● **Исходный отрывок**:
# # # # # # #
Идея первой бездны проясняется на пороге второй – бездны отцовства. Есть только один исток, из которого берет начало отцовство как смысл и сверхсмысл, – стихия ужаса. То, что Веничка испытывает к «бедному мальчику», он может выразить лишь на языке аффекта и обсессии.

Третья Веничкина бездна – многоликая бездна Эроса. Встреча с «белесой» описывается как взаимное откровение («что-то ‹…› прозревал», «ответное прозрение» (Ерофеев 2003: 148)), сопровождающееся обменом знаками. Прозрение, знаки – чего? Бездны. Только благодаря этой демонической причастности бездне она, «рыжая сука», и способна воскресить героя, повелеть ему: «Талифа куми!»
# # # # # # #
● **Сохранённые записи**:

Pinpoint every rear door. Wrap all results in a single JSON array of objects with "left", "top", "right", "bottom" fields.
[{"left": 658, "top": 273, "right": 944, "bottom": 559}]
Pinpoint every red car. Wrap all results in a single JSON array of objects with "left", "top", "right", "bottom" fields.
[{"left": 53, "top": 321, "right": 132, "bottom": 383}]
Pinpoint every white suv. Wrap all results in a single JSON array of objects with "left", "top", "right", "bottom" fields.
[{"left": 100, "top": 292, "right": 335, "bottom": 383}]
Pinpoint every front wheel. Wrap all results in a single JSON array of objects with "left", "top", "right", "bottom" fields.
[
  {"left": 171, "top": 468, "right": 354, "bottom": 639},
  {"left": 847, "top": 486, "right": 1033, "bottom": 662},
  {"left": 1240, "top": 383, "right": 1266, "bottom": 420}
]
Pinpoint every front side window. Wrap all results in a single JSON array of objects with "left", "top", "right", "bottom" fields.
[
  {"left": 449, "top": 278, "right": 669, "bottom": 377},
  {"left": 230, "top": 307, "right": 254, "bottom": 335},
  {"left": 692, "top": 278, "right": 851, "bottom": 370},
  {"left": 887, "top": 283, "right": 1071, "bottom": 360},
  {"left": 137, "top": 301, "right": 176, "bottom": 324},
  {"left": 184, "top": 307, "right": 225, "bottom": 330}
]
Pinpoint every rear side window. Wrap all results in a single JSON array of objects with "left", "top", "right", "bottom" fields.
# # # # # # #
● **Условия упражнения**:
1. Выпишите из отрывка о безднах Венички все выражения, заключённые в кавычки-ёлочки.
2. Процитируйте фрагмент отрывка о безднах Венички, начиная со слов «Идея первой бездны» и заканчивая словами «аффекта и обсессии.».
3. Продолжите отрывок о безднах Венички с того места, на котором он обрывается.

● **Ответы к заданиям**:
1. «бедному мальчику», «белесой», «что-то ‹…› прозревал», «ответное прозрение», «рыжая сука», «Талифа куми!»

2.
Идея первой бездны проясняется на пороге второй – бездны отцовства. Есть только один исток, из которого берет начало отцовство как смысл и сверхсмысл, – стихия ужаса. То, что Веничка испытывает к «бедному мальчику», он может выразить лишь на языке аффекта и обсессии.

3.
Итогом путешествия по трем безднам становится экстатический вывод: «Жизнь прекрасна – таково мое мнение» (Ерофеев 2003: 152). Это значит, что отныне (между Черным и Купавной) Веничка готов пригласить читателей разделить с ним бездны и руководить ими в их грядущих «дерзаниях». По многим признакам тот этап Веничкиной биографии, что разворачивается в восьми главках от Есина до Орехово-Зуева, является переломным.

Именно за этот примерно час пути ерофеевский герой достигает срединного рубежа между Москвой и Петушками, после которого совершенно изменятся повествовательный вектор поэмы, порождаемый ею мир, ее приемы и стиль. Все после Орехово-Зуева пойдет по-другому: линейное движение пресечется и завернется круговым; пространство яви превратится в сон, наваждение, бред; привычное течение времени запутается и сорвется в провал. Но зато до Орехово-Зуева Веничка достигает кульминационной точки своего духовного развития и обретает всю полноту бытия. Мало того, что на этих перегонах он выпивает значительно больше, чем на других, – он еще и вступает в единый круг пьющих, а значит, поднимается до высшей формы возлияния – общего застолья, пира, «симпосия».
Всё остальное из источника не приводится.